● DATA FOR PROCESSING
*** Begin section ***

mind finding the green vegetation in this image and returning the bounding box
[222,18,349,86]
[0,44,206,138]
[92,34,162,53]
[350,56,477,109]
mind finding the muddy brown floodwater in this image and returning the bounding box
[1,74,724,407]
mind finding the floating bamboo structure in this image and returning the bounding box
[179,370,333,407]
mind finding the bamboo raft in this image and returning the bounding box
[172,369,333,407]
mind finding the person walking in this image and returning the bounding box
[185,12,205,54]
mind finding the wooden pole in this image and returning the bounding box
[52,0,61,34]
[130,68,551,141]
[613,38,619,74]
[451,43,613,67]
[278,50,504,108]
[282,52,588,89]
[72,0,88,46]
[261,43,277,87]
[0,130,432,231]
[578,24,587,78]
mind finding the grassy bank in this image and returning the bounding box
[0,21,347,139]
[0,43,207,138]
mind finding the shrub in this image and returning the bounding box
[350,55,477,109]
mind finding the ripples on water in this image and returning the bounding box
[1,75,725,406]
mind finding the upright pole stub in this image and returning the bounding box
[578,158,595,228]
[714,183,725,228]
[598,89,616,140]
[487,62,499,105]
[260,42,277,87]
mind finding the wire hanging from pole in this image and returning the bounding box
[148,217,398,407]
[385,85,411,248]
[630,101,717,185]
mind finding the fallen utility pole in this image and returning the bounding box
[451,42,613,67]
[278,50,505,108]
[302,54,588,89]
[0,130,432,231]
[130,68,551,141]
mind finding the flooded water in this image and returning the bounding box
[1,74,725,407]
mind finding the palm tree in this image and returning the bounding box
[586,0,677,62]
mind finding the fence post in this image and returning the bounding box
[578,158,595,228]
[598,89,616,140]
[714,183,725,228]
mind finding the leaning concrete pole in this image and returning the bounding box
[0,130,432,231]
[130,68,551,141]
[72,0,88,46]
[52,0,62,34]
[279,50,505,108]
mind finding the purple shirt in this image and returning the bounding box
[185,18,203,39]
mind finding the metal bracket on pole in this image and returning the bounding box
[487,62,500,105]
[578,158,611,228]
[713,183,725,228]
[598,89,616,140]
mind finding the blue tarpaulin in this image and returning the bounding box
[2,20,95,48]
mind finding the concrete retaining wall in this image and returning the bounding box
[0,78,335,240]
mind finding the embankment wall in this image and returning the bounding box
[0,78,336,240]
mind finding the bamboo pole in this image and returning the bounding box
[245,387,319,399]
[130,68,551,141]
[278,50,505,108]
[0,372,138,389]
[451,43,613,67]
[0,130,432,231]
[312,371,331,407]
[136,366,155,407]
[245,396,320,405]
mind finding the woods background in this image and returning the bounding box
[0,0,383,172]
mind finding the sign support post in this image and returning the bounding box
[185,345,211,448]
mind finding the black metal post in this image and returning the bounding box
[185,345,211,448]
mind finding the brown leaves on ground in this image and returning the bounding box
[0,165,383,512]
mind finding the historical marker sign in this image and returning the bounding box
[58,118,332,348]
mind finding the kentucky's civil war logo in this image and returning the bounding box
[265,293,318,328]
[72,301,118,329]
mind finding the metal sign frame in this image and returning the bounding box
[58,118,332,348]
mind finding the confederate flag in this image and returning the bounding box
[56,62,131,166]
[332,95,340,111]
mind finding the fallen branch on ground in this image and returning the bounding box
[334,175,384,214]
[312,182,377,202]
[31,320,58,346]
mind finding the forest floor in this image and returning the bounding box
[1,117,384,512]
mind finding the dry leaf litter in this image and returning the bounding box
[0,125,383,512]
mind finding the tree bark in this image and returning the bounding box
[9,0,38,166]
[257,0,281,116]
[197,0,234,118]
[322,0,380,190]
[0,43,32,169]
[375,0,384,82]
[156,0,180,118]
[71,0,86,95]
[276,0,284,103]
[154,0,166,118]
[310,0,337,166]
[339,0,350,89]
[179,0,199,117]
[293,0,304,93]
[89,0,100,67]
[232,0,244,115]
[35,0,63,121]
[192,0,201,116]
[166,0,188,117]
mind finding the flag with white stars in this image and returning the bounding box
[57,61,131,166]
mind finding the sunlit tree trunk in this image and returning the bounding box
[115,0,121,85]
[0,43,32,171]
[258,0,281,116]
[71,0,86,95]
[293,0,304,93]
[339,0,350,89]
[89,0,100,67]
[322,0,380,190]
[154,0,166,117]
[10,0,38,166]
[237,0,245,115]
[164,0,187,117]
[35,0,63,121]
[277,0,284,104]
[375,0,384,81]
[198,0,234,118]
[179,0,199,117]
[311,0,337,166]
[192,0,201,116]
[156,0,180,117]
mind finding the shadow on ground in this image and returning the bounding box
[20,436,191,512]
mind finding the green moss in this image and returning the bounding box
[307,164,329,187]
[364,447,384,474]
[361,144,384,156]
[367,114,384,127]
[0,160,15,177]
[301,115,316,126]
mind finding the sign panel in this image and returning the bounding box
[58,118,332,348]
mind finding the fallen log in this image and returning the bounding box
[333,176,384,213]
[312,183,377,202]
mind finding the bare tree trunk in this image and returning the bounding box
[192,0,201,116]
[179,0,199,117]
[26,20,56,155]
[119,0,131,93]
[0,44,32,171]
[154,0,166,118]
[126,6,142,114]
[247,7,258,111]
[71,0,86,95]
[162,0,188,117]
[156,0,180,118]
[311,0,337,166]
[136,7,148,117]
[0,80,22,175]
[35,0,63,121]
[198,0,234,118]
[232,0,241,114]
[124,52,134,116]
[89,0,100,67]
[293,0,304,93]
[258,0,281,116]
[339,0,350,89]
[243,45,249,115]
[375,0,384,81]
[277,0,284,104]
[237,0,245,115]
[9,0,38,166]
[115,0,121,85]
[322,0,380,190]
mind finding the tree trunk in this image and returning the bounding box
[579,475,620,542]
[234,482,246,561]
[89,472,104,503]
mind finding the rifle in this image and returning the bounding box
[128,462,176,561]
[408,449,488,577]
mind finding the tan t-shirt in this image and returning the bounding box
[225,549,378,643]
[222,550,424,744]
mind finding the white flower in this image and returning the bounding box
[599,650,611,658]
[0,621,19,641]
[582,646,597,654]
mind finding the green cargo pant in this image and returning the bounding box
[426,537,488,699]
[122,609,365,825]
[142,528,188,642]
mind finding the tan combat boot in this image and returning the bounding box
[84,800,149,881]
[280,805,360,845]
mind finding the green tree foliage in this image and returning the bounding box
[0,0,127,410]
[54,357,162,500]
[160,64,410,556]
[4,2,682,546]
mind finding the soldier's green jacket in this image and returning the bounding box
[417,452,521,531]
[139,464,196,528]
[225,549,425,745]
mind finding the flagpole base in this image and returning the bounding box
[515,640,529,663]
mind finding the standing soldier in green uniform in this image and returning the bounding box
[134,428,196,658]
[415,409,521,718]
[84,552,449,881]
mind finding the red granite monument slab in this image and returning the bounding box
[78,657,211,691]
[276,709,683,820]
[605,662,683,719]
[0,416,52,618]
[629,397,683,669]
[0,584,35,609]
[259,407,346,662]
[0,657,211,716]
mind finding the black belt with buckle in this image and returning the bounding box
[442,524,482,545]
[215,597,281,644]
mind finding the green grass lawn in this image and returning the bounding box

*** End section ***

All lines of the data are to be repeated exactly as they stand.

mind finding the green vegetation in this image and returning the bounding box
[222,18,349,86]
[0,44,206,138]
[92,34,162,53]
[350,56,477,109]
mind finding the muddy brown floodwater in this image and returning the bounding box
[1,74,724,407]
mind finding the floating bamboo structure in this image and returning the bounding box
[179,370,333,407]
mind finding the bamboo raft in this image and returning the bounding box
[172,369,333,407]
mind finding the person walking in this image and returning the bounding box
[185,12,205,54]
mind finding the wooden pole in this image and returning the bounding box
[52,0,61,34]
[130,68,551,141]
[613,38,619,74]
[451,43,613,67]
[278,50,504,108]
[282,52,588,89]
[72,0,88,46]
[261,43,277,87]
[0,130,432,231]
[578,24,587,78]
mind finding the grassy bank in this image and returning the bounding box
[0,21,347,139]
[0,43,207,138]
mind finding the shrub in this image and returning the bounding box
[350,55,477,109]
mind finding the ripples on water in this image and returning the bounding box
[1,75,725,406]
mind finding the upright pole stub in this image and returning the bounding box
[578,158,595,228]
[714,183,725,228]
[598,89,616,140]
[487,62,499,105]
[260,42,277,87]
mind finding the wire hanging from pole in this image and returning the bounding box
[148,217,398,407]
[385,85,411,248]
[630,101,717,185]
mind finding the fallen utility pole in this image and returning the bounding box
[451,42,613,67]
[278,50,505,108]
[302,54,588,89]
[0,130,432,231]
[130,68,551,141]
mind finding the flooded water in this image and returning the bounding box
[1,74,725,407]
mind finding the palm tree in this image and returning the bounding box
[586,0,677,62]
mind finding the fence post in this image and returning the bounding box
[578,158,595,228]
[598,89,616,140]
[714,183,725,228]
mind finding the leaning concrete pole in this image and returning the bounding box
[0,130,432,231]
[130,68,551,141]
[72,0,88,46]
[52,0,62,34]
[279,50,505,108]
mind finding the purple shirt in this image and returning the bounding box
[185,18,203,39]
mind finding the metal bracket on pole in this image and returning the bounding box
[487,62,500,105]
[578,158,611,228]
[713,183,725,228]
[598,89,616,140]
mind finding the blue tarpaulin in this image and returning the bounding box
[2,20,95,48]
mind finding the concrete retaining wall in this image and returning the bounding box
[0,78,335,240]
mind finding the embankment wall in this image and returning the bounding box
[0,78,336,240]
mind finding the bamboo pole in this image and returning the bounding box
[245,387,319,399]
[130,68,551,141]
[278,50,505,108]
[0,372,138,389]
[451,43,613,67]
[0,130,432,231]
[312,371,331,407]
[136,366,155,407]
[245,396,320,405]
mind finding the woods background in this image and returning the bounding box
[0,0,383,172]
mind finding the sign support post in this image and returning the bounding box
[185,345,211,448]
mind finding the black metal post in this image and returning the bounding box
[185,345,211,448]
mind finding the brown leaves on ground in this image and returning the bounding box
[0,165,383,512]
mind finding the historical marker sign in this image and returning the bounding box
[58,118,332,348]
mind finding the kentucky's civil war logo in this image and returning the bounding box
[265,293,318,328]
[72,301,118,329]
mind finding the metal sign frame in this image and returning the bounding box
[58,118,332,348]
mind finding the confederate flag in this image and returning the bounding box
[56,62,131,166]
[332,95,340,111]
mind finding the fallen branch on ground in this image and returning the bounding box
[334,175,384,214]
[312,182,377,202]
[31,320,58,346]
mind finding the forest floor in this image and returning the bounding box
[1,117,384,512]
mind finding the dry leaf litter in this image and returning the bounding box
[0,125,383,512]
mind finding the tree bark in this image and returning the bounding box
[9,0,38,166]
[257,0,281,116]
[197,0,234,118]
[322,0,380,190]
[0,43,32,169]
[375,0,384,82]
[156,0,180,118]
[71,0,86,95]
[276,0,284,103]
[154,0,166,118]
[310,0,337,166]
[339,0,350,89]
[179,0,199,117]
[293,0,304,93]
[89,0,100,67]
[232,0,244,115]
[35,0,63,121]
[192,0,201,116]
[166,0,188,117]
mind finding the flag with white stars in this image and returning the bounding box
[57,61,131,166]
mind finding the sunlit tree trunk in this image and returning the bounding box
[115,0,121,85]
[0,43,32,171]
[258,0,281,116]
[71,0,86,95]
[293,0,304,93]
[339,0,350,89]
[89,0,100,67]
[322,0,380,190]
[154,0,166,117]
[10,0,38,166]
[237,0,245,115]
[164,0,187,117]
[35,0,63,121]
[277,0,284,104]
[375,0,384,81]
[198,0,234,118]
[179,0,199,117]
[311,0,337,166]
[192,0,201,116]
[156,0,180,117]
mind finding the shadow on ground in this image and returning the bounding box
[20,436,191,512]
mind finding the green moss in this image and returning the bounding box
[307,164,329,187]
[364,447,384,474]
[361,144,384,156]
[367,114,384,127]
[0,160,15,177]
[301,115,316,126]
mind finding the sign panel in this image and returning the bounding box
[58,118,332,348]
mind finding the fallen log in this image and returning the bounding box
[333,176,384,213]
[312,183,377,202]
mind finding the bare tree trunk in this image and returning the bounding box
[192,0,201,116]
[179,0,199,117]
[26,20,56,155]
[119,0,131,93]
[0,44,32,171]
[154,0,166,118]
[126,6,142,114]
[247,7,258,111]
[71,0,86,95]
[162,0,188,117]
[156,0,180,118]
[311,0,337,166]
[136,7,148,117]
[0,80,22,175]
[35,0,63,121]
[198,0,234,118]
[232,0,241,114]
[124,52,134,116]
[89,0,100,67]
[293,0,304,93]
[258,0,281,116]
[339,0,350,89]
[243,45,249,115]
[375,0,384,81]
[277,0,284,104]
[237,0,245,115]
[9,0,38,166]
[115,0,121,85]
[322,0,380,190]
mind finding the tree trunk in this image and returning the bounding box
[579,475,620,542]
[234,482,246,561]
[89,472,104,503]
mind finding the rifle in this image and returning the bounding box
[128,462,176,561]
[408,449,488,577]
mind finding the tan t-shirt in this image and returning the bounding box
[225,549,378,643]
[222,550,424,744]
mind finding the white flower in this image and returning the bounding box
[599,650,611,658]
[0,621,19,641]
[582,646,597,654]
mind finding the green cargo pant in this image and returning the bounding box
[426,537,488,699]
[122,609,365,825]
[142,528,188,642]
mind finding the tan combat boot in this image and returning the bounding box
[84,800,149,881]
[280,805,360,845]
mind finding the green tree foliage in this image and returning the bounding box
[0,0,127,410]
[54,357,162,500]
[160,64,410,556]
[4,2,682,546]
mind finding the soldier's green jacket in this image and returning the bounding box
[417,452,521,531]
[139,464,196,528]
[225,549,425,745]
mind finding the flagpole base in this image and returning the bounding box
[515,640,529,663]
mind finding the standing soldier in green uniform in this image and returning the bounding box
[134,428,196,658]
[415,409,521,718]
[84,552,449,881]
mind finding the red granite monument slab in this image and returning the bounding box
[78,657,211,691]
[276,709,683,820]
[605,662,683,719]
[0,416,52,618]
[629,397,683,669]
[0,584,35,609]
[259,407,346,662]
[0,657,211,716]
mind finding the black belt with buckle in this image and returning the bounding box
[442,524,482,545]
[215,597,281,644]
mind finding the green grass lawn in this image and returning the bounding box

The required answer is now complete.